- Data provided
◆ ◆ ◆ ◆ ◆

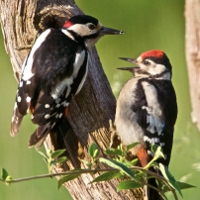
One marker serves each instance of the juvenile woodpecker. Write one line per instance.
(53, 72)
(146, 108)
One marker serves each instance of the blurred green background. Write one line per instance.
(147, 25)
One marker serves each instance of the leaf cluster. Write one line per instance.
(117, 166)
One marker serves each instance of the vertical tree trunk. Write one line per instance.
(192, 15)
(90, 110)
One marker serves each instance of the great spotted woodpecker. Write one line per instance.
(53, 72)
(146, 108)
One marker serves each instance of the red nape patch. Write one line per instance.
(143, 156)
(31, 109)
(67, 24)
(152, 53)
(66, 112)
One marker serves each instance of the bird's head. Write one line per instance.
(89, 29)
(153, 63)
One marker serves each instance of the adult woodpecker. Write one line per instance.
(53, 72)
(146, 108)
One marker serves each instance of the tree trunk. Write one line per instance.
(192, 15)
(92, 108)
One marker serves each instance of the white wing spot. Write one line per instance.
(19, 99)
(28, 82)
(47, 116)
(28, 99)
(162, 144)
(47, 106)
(21, 84)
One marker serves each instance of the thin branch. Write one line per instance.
(83, 171)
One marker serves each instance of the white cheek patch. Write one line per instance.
(80, 57)
(80, 29)
(155, 117)
(27, 74)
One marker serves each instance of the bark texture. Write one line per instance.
(192, 15)
(89, 111)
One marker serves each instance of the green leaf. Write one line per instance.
(107, 176)
(93, 150)
(66, 178)
(128, 184)
(134, 161)
(61, 160)
(4, 173)
(165, 172)
(43, 155)
(113, 152)
(57, 153)
(130, 146)
(117, 165)
(8, 180)
(182, 186)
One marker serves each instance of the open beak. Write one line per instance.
(110, 31)
(131, 69)
(133, 60)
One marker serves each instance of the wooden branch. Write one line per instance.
(89, 111)
(192, 16)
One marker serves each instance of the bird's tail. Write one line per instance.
(152, 193)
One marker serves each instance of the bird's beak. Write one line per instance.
(131, 69)
(109, 31)
(133, 60)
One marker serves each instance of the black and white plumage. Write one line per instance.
(55, 71)
(146, 107)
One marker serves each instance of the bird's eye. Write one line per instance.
(91, 26)
(146, 62)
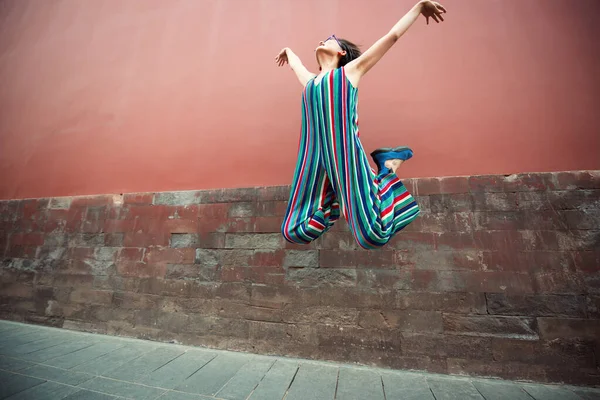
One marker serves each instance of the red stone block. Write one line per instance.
(56, 220)
(267, 224)
(26, 239)
(453, 184)
(170, 255)
(427, 186)
(181, 226)
(141, 269)
(268, 258)
(138, 198)
(145, 212)
(218, 211)
(379, 259)
(568, 328)
(86, 201)
(529, 182)
(130, 254)
(499, 240)
(454, 240)
(233, 274)
(486, 183)
(578, 180)
(145, 239)
(74, 219)
(81, 253)
(17, 251)
(119, 225)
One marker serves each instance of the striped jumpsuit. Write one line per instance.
(333, 173)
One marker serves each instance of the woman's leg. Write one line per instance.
(376, 206)
(313, 207)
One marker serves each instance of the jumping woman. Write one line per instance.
(332, 170)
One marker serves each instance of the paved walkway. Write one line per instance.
(47, 363)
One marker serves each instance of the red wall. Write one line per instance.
(120, 96)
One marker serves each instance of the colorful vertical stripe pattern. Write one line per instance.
(333, 173)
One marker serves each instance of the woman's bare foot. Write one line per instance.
(393, 164)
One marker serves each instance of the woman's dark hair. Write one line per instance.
(352, 52)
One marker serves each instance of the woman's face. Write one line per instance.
(331, 45)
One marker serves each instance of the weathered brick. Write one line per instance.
(559, 282)
(60, 203)
(480, 325)
(138, 198)
(580, 240)
(169, 255)
(568, 328)
(141, 269)
(574, 199)
(533, 261)
(582, 219)
(299, 258)
(86, 240)
(418, 241)
(403, 320)
(321, 314)
(529, 182)
(467, 303)
(113, 239)
(572, 180)
(90, 296)
(177, 198)
(512, 370)
(312, 277)
(536, 305)
(443, 203)
(447, 345)
(224, 327)
(243, 210)
(139, 301)
(338, 337)
(191, 271)
(454, 240)
(253, 241)
(273, 193)
(574, 353)
(27, 239)
(231, 195)
(182, 240)
(180, 225)
(145, 239)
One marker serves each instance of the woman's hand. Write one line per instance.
(282, 58)
(432, 9)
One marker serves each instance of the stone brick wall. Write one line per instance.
(498, 277)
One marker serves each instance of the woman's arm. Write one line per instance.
(287, 56)
(357, 68)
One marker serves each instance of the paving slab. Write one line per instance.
(84, 355)
(355, 383)
(276, 381)
(450, 389)
(121, 388)
(214, 375)
(15, 383)
(246, 379)
(546, 392)
(45, 391)
(314, 382)
(406, 386)
(50, 363)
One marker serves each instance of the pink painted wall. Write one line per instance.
(144, 95)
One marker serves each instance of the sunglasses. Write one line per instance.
(334, 38)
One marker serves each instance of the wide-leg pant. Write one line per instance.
(333, 172)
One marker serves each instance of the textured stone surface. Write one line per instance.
(498, 276)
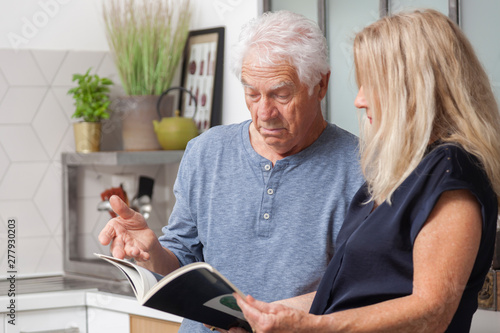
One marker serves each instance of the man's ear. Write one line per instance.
(323, 85)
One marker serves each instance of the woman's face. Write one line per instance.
(361, 103)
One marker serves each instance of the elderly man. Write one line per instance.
(262, 201)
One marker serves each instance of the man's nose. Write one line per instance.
(267, 109)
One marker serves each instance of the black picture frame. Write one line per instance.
(202, 75)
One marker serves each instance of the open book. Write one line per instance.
(196, 291)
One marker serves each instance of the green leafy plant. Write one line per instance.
(147, 40)
(91, 97)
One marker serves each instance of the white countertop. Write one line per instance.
(128, 304)
(91, 298)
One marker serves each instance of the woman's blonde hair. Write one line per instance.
(423, 82)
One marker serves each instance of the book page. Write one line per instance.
(227, 304)
(141, 279)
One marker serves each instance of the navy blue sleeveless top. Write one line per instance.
(373, 259)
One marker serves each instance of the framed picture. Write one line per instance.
(202, 72)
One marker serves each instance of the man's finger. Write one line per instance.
(107, 234)
(120, 207)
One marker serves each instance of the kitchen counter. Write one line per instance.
(62, 283)
(71, 291)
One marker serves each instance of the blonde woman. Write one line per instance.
(418, 239)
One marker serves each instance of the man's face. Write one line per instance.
(283, 112)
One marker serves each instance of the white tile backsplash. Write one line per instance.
(20, 69)
(21, 181)
(77, 62)
(22, 144)
(49, 62)
(50, 123)
(20, 104)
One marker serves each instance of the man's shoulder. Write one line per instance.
(336, 139)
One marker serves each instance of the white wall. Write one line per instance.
(78, 25)
(42, 43)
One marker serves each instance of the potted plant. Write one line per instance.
(146, 39)
(91, 102)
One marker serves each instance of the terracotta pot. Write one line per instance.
(137, 114)
(87, 137)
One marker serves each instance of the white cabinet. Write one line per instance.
(105, 321)
(64, 320)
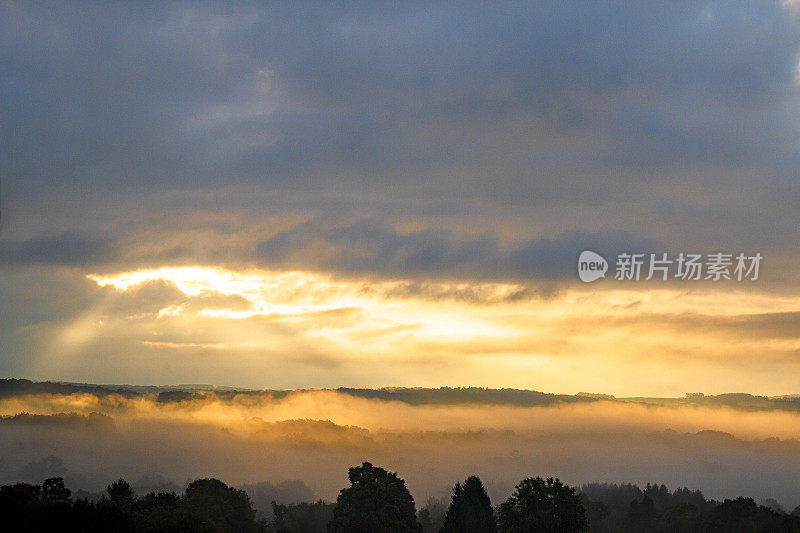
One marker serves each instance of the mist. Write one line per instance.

◆ ◆ ◆ ◆ ◆

- Work instructions
Please set down the records above verbatim, with each picture left out.

- Exercise response
One marker serves each instance of the juvenile woodpecker. Write one line per instance.
(53, 72)
(146, 108)
One marker serves each instance of the blurred green background. Write one line per instance.
(147, 25)
One marker serves each instance of the leaf cluster. Write one line per instance.
(117, 166)
One marker serves each instance of the vertical tree trunk. Write one line per instance.
(192, 15)
(90, 110)
One marker serves each instance of the great spotted woodpecker. Write one line per instance.
(53, 72)
(146, 108)
One marker serves each instance of the red nape patch. Write one line per instance.
(143, 156)
(31, 109)
(67, 24)
(152, 53)
(66, 112)
One marker serves each instance of the bird's head. Write one line per instance.
(89, 29)
(153, 63)
One marker serves each instance of the adult woodpecker. Write one line per instance.
(53, 72)
(146, 108)
One marker serves each instance of the tree trunk. Write one line per instance.
(192, 15)
(92, 108)
One marker serves each instance of the white wing spot. Write one line per instance.
(19, 99)
(28, 82)
(47, 116)
(28, 99)
(162, 144)
(47, 106)
(21, 84)
One marker serves each instance of the thin branch. Write one line per instance.
(83, 171)
One marker serves each instance of the white cheek patch. Write one line per instance.
(80, 57)
(80, 29)
(155, 117)
(27, 74)
One marker serves each instance of the bark texture. Write one line per instance.
(192, 15)
(89, 111)
One marker serves each instance of the green leaf. Write one line per instance.
(107, 176)
(93, 150)
(66, 178)
(128, 184)
(134, 161)
(61, 160)
(4, 173)
(165, 172)
(43, 155)
(113, 152)
(57, 153)
(130, 146)
(117, 165)
(8, 180)
(182, 186)
One marker serves each instance of the open beak. Write one line per instance.
(110, 31)
(131, 69)
(133, 60)
One marker serves each instance of the wooden branch. Write one line per instance.
(89, 111)
(192, 16)
One marker serves each instance of the bird's tail. Write one line per instance.
(152, 193)
One marker serves each instance of the bird's beak. Write one line per instance.
(131, 69)
(109, 31)
(133, 60)
One marker serves each instance of the black and white plumage. Write one line per instance.
(55, 71)
(146, 107)
One marker serves each instance of the bird's eye. Write one line per instance.
(91, 26)
(146, 62)
One marker serves each instance of the red stone block. Write one line per instance.
(56, 220)
(267, 224)
(26, 239)
(453, 184)
(170, 255)
(427, 186)
(181, 226)
(141, 269)
(268, 258)
(138, 198)
(145, 212)
(218, 211)
(379, 259)
(568, 328)
(86, 201)
(529, 182)
(130, 254)
(499, 240)
(454, 240)
(233, 274)
(486, 183)
(578, 180)
(145, 239)
(74, 219)
(81, 253)
(17, 251)
(119, 225)
One marker serves each instance of the striped jumpsuit. Write one line per instance.
(333, 173)
One marker serves each instance of the woman's leg. Write one line per instance.
(376, 206)
(313, 207)
One marker serves each instance of the jumping woman. Write one line per instance.
(332, 170)
One marker serves each instance of the paved walkway. Write one line per instance.
(47, 363)
One marker serves each instance of the red wall. Write one line per instance.
(120, 96)
One marker serves each instance of the colorful vertical stripe pattern. Write one line per instance.
(333, 173)
One marker serves each instance of the woman's bare foot. Write one line per instance.
(393, 164)
One marker serves each instance of the woman's dark hair. Write one line per instance.
(352, 52)
One marker serves each instance of the woman's face. Write one line per instance.
(331, 45)
One marker serves each instance of the weathered brick. Write one line per instance.
(559, 282)
(60, 203)
(480, 325)
(138, 198)
(580, 240)
(169, 255)
(568, 328)
(141, 269)
(574, 199)
(533, 261)
(582, 219)
(299, 258)
(86, 240)
(418, 241)
(403, 320)
(321, 314)
(529, 182)
(467, 303)
(113, 239)
(572, 180)
(90, 296)
(177, 198)
(512, 370)
(312, 277)
(536, 305)
(443, 203)
(447, 345)
(224, 327)
(243, 210)
(139, 301)
(338, 337)
(191, 271)
(454, 240)
(253, 241)
(273, 193)
(574, 353)
(27, 239)
(231, 195)
(182, 240)
(180, 225)
(145, 239)
One marker serves each instance of the woman's hand. Write one line per instance.
(282, 58)
(432, 9)
One marker serves each instance of the stone brick wall. Write one line per instance.
(498, 277)
One marker serves each instance of the woman's arm. Write one line per instance.
(287, 56)
(357, 68)
One marker serves each instance of the paving slab. Write one line per instance.
(84, 355)
(355, 383)
(276, 381)
(450, 389)
(121, 388)
(214, 375)
(15, 383)
(246, 379)
(546, 392)
(45, 391)
(314, 382)
(406, 386)
(50, 363)
One marker serves each instance of the pink painted wall. Write one line per instance.
(144, 95)
One marker serves each instance of the sunglasses. Write one line per instance.
(334, 38)
One marker serves each instance of the wide-leg pant. Write one line per instance.
(333, 172)
One marker serves each instance of the textured stone surface. Write one line per instance.
(498, 276)
One marker serves each instance of the man's ear. Write one line per instance.
(323, 85)
One marker serves each instance of the woman's face. Write one line per instance.
(361, 103)
One marker serves each instance of the elderly man. Write one line per instance.
(262, 201)
One marker serves each instance of the man's nose. Write one line per instance.
(267, 109)
One marker serves each instance of the black picture frame. Write one line per instance.
(202, 75)
One marker serves each instance of the open book. Write one line per instance.
(196, 291)
One marker serves each instance of the green leafy plant. Write one line per instance.
(147, 40)
(91, 97)
One marker serves each instance of the white countertop. Write one line per instance.
(128, 304)
(91, 298)
One marker serves each instance of the woman's blonde hair. Write one line per instance.
(423, 82)
One marker serves each instance of the book page. Write one line per instance.
(227, 304)
(141, 279)
One marker serves each instance of the navy blue sleeveless top. Write one line per instance.
(373, 259)
One marker serves each instance of the framed picture. Write one line per instance.
(202, 72)
One marker serves each instance of the man's finger. Write one line per instance.
(107, 234)
(120, 207)
One marker serves each instance of the kitchen counter. Write one line per instance.
(62, 283)
(71, 291)
One marker serves each instance of the blonde woman. Write one line per instance.
(418, 239)
One marker serves each instance of the man's face. Write one line per instance.
(283, 112)
One marker serves each instance of the white tile backsplash. Write one line per instance.
(20, 69)
(21, 181)
(77, 62)
(22, 144)
(49, 62)
(50, 123)
(20, 104)
One marker serves each instance of the man's shoulder. Write one line per instance.
(336, 139)
One marker serves each instance of the white wall. Write one line per instance.
(78, 25)
(42, 43)
One marker serves each instance of the potted plant. Write one line per instance.
(146, 39)
(91, 102)
One marker serves each instance of the terracotta pot. Write one line per instance.
(137, 114)
(87, 137)
One marker serves each instance of the white cabinet. Write one line per instance.
(105, 321)
(64, 320)
One marker serves each instance of the mist. Write one line per instance.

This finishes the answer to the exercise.